=== Dataset rows ===

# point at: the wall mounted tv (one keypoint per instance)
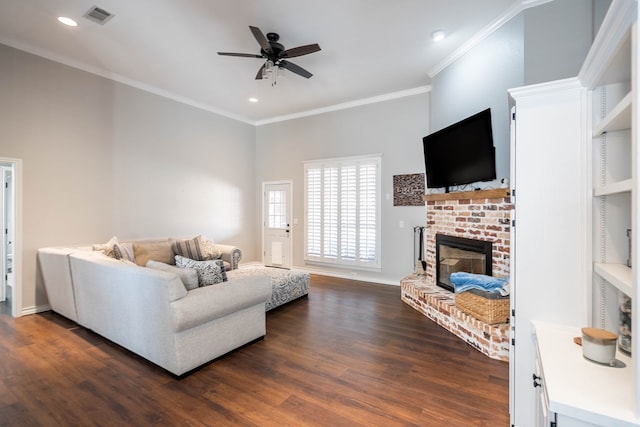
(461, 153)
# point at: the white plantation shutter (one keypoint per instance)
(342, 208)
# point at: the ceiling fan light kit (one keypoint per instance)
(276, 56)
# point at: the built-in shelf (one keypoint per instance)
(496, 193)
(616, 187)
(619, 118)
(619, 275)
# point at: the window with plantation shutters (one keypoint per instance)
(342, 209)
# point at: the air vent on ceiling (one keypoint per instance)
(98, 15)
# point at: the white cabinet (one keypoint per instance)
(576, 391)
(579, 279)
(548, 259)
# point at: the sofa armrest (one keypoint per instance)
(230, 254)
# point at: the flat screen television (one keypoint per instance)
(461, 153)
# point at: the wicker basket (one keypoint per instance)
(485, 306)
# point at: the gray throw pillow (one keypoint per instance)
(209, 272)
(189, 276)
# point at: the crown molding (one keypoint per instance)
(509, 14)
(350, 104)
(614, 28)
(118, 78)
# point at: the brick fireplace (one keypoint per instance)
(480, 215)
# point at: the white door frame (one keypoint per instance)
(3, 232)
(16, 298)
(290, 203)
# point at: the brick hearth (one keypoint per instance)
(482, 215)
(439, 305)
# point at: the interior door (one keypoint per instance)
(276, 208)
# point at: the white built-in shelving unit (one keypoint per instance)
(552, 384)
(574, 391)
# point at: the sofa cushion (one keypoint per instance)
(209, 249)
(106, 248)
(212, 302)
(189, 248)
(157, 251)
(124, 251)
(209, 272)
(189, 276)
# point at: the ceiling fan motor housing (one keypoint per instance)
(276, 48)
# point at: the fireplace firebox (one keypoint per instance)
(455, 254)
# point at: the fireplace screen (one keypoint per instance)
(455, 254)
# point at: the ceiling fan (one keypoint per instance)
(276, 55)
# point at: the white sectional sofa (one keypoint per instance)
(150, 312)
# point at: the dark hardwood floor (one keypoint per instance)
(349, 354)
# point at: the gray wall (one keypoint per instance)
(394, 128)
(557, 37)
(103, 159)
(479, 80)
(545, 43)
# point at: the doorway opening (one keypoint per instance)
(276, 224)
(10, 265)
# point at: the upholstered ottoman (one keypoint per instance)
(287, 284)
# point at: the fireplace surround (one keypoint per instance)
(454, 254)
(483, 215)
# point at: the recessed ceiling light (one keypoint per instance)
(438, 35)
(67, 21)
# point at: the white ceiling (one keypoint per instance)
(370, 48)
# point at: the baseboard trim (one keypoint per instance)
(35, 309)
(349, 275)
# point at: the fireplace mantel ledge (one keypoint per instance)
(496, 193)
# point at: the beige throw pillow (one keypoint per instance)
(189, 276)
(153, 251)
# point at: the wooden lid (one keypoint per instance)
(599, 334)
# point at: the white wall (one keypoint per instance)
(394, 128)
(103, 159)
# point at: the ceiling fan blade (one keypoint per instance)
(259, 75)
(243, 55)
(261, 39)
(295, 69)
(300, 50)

===
=== Dataset rows ===

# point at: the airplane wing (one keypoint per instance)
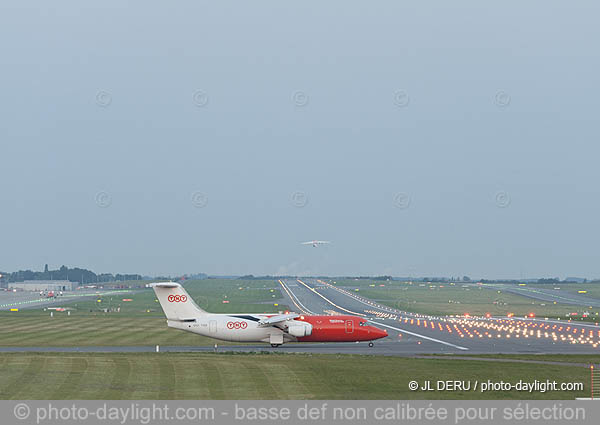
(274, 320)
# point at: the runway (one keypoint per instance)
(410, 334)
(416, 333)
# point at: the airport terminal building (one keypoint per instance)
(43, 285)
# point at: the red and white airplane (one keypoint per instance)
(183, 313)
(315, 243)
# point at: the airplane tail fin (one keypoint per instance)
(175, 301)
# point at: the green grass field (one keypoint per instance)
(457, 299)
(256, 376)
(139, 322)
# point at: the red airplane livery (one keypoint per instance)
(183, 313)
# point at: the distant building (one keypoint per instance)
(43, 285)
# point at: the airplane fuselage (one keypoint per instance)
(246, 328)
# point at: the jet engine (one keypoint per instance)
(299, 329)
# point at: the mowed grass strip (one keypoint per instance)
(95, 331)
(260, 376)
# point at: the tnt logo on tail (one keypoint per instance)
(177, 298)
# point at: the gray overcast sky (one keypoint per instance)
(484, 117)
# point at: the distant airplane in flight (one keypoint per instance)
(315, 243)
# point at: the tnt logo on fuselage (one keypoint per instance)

===

Exercise prompt:
Please output the entries starting at the line that contains "# point at: the jet" and ending at the line that contains "# point at: the tnt logo on fuselage" as a Markdown table with the columns Row and Entry, numbering each row and leaving out blank lines.

Worked solution:
| Row | Entry |
|---|---|
| 1 | # point at: the jet engine (one keypoint per instance) |
| 2 | (299, 329) |
| 3 | # point at: the mowed grass strip (one keypoint per instance) |
| 4 | (95, 331) |
| 5 | (260, 376) |
| 6 | # point at: the tnt logo on tail (one keypoint per instance) |
| 7 | (177, 298) |
| 8 | # point at: the gray overcast sky (one keypoint per instance) |
| 9 | (484, 117) |
| 10 | # point at: the distant airplane in flight (one keypoint per instance) |
| 11 | (315, 243) |
| 12 | # point at: the tnt logo on fuselage (one keypoint per instance) |